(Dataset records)
============================================================

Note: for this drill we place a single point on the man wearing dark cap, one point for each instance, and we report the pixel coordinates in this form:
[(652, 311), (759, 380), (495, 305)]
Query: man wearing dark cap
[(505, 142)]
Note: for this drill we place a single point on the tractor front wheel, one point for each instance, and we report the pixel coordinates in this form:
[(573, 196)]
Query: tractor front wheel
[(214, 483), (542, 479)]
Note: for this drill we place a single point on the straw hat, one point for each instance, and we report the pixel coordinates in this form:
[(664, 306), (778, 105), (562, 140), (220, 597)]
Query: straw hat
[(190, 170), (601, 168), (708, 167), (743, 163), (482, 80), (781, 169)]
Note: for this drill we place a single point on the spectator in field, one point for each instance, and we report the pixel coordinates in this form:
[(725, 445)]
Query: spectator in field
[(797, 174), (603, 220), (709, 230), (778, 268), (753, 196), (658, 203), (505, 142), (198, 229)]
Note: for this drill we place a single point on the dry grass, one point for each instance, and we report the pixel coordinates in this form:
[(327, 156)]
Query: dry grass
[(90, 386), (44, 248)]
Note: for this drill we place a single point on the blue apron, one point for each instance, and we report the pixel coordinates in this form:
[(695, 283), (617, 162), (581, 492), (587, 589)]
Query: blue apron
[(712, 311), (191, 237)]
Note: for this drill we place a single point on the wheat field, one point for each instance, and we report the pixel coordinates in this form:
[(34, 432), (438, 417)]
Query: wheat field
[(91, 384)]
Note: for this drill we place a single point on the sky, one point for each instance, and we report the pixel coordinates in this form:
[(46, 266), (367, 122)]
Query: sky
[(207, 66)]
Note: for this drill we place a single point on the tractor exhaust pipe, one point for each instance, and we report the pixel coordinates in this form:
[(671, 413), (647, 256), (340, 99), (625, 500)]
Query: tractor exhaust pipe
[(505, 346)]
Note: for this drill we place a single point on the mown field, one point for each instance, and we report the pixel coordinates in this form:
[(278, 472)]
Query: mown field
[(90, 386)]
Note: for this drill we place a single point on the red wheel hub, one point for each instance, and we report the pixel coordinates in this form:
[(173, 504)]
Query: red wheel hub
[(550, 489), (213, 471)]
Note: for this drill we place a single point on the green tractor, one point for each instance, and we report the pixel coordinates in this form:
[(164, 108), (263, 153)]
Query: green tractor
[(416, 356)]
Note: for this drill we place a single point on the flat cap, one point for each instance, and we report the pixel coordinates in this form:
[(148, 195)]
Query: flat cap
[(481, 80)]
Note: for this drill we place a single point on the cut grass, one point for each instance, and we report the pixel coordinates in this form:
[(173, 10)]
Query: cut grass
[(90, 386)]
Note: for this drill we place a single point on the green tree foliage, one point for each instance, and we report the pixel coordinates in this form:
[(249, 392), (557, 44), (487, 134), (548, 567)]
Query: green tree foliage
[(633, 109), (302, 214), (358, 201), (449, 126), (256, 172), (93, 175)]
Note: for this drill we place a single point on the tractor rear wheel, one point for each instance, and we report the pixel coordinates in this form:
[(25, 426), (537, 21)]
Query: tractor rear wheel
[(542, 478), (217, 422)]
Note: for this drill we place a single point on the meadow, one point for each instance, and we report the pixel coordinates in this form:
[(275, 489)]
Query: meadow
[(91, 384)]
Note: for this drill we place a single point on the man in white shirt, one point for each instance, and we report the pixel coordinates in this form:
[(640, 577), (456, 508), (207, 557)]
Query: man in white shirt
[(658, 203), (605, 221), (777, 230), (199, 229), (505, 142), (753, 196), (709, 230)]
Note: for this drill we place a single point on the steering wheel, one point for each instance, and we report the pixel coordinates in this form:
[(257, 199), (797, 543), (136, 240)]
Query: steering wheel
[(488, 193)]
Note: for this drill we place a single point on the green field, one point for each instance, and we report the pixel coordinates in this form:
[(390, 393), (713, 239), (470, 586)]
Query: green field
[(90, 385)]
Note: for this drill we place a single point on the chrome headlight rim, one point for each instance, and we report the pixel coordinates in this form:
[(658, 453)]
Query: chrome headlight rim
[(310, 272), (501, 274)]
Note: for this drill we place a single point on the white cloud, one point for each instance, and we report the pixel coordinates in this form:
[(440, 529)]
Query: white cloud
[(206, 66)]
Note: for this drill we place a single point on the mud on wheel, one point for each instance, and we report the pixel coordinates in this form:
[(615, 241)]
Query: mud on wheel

============================================================

Please write out each entry shown above exactly as given.

=== FINAL ANSWER ===
Note: for this drill we place a single point on the man wearing dark cap, one point for each instance, and we report the pixel coordinates in this form:
[(652, 311), (759, 380), (495, 305)]
Query: man wearing dark cap
[(505, 142)]
Note: for this drill we place a single point on the tractor front wheel, one point for each instance, and we report the pixel coordinates in this form:
[(573, 196)]
Query: tractor front wheel
[(214, 483), (542, 479)]
Note: for this drill we place a single point on the straw hat, one point for each instance, and we report the pixel coordinates in this form:
[(664, 306), (778, 105), (562, 140), (220, 597)]
Query: straw hat
[(190, 170), (601, 168), (708, 167), (743, 163), (482, 80), (781, 169)]
Note: for this drill we place a single point on the spectator in field, one point for each instance, and we report the pixel coordinates in this form:
[(725, 445)]
Query: spectator in field
[(797, 174), (603, 220), (709, 230), (778, 268), (753, 196), (658, 203), (505, 142), (198, 229)]
Note: for this drill we place a single point on the dry grass, one point for each instance, and we report the pixel coordinates in this form:
[(327, 156)]
Query: dry grass
[(90, 386), (44, 248)]
Note: for this drill we place a single point on the blue apron, one point for each instance, and we report the pixel coordinates in this form:
[(695, 283), (617, 162), (581, 492), (587, 589)]
Query: blue apron
[(712, 311), (191, 237)]
Note: for this drill we place a single point on the wheat field, one point for each instance, and we report the pixel coordinates in this form:
[(34, 432), (438, 417)]
Query: wheat field
[(91, 384)]
Note: for this drill we place a single point on the sky, one point for each instance, and we report the pixel coordinates in this form:
[(46, 266), (367, 122)]
Query: sky
[(207, 66)]
Note: for this drill we place a single point on the tractor exhaust pipe, one point for each instance, and we report the pixel coordinates in this form:
[(671, 413), (647, 256), (340, 99), (625, 500)]
Query: tractor exhaust pipe
[(505, 346)]
Note: for this drill we place a single point on the mown field, one point for each instance, and we report the pixel coordinates in this form:
[(278, 472)]
Query: mown field
[(90, 386)]
Note: for this drill we place a single point on the red wheel hub, one point for each instance, and we report the pixel coordinates in this form:
[(173, 504)]
Query: red wheel hub
[(550, 489), (213, 471)]
Note: for this drill we place a single point on the green tractor, one point for each instance, and we report the pixel coordinates in this form:
[(164, 108), (263, 153)]
Query: green tractor
[(416, 356)]
Note: for this drill we place a single point on the flat cap, one point for each instance, and we report the pixel coordinates in this form:
[(148, 195)]
Query: flat cap
[(481, 80)]
Note: for this drill we place a single point on the cut grass, one point for each instance, and we report the pixel coordinates in this form:
[(173, 10)]
Query: cut grass
[(90, 386)]
Note: for this drill we place a single point on the green tree foliage, one point for each instance, and we report the pixel coordinates in this form:
[(249, 392), (557, 44), (487, 134), (548, 567)]
Query: green tree foliage
[(633, 109), (302, 214), (358, 201), (449, 126), (256, 172), (93, 175)]
Note: for this drill we place a single point on the tractor rear wheel, one point for each instance, and we report the pixel coordinates in this form:
[(25, 426), (537, 21)]
Query: tractor rear wheel
[(542, 478), (217, 422)]
Note: for this drill we place a single point on the meadow, one point for each instance, and we report the pixel coordinates in this form:
[(275, 489)]
Query: meadow
[(91, 384)]
Note: for this drill we place a single point on the man in white shirt, one point for each instance, and we report the pixel coordinates in this form:
[(640, 577), (456, 508), (207, 557)]
Query: man in white shirt
[(658, 203), (605, 221), (777, 230), (199, 229), (505, 142), (753, 196), (709, 230)]
Note: for this drill we place a single point on the steering wheel, one point for each instance, and we report the pixel coordinates in this form:
[(257, 199), (797, 543), (136, 240)]
Query: steering wheel
[(488, 193)]
Note: for this drill we place a single point on the green field, one point for each instance, and we report the pixel coordinates in this form:
[(390, 393), (713, 239), (470, 586)]
Query: green field
[(90, 385)]
Note: for this drill we place a single point on the chrome headlight rim, one point for each instance, and we report the pixel coordinates in this form:
[(658, 453)]
Query: chrome headlight rim
[(310, 272), (501, 274)]
Note: for this drill we place a single point on the white cloud, one point for each instance, and we report the pixel coordinates in this form:
[(440, 529)]
Query: white cloud
[(206, 66)]
Note: for this drill we place a single point on the mud on wheel, one point for each instance, and we report the pixel coordinates in this form:
[(615, 241)]
Query: mud on wheel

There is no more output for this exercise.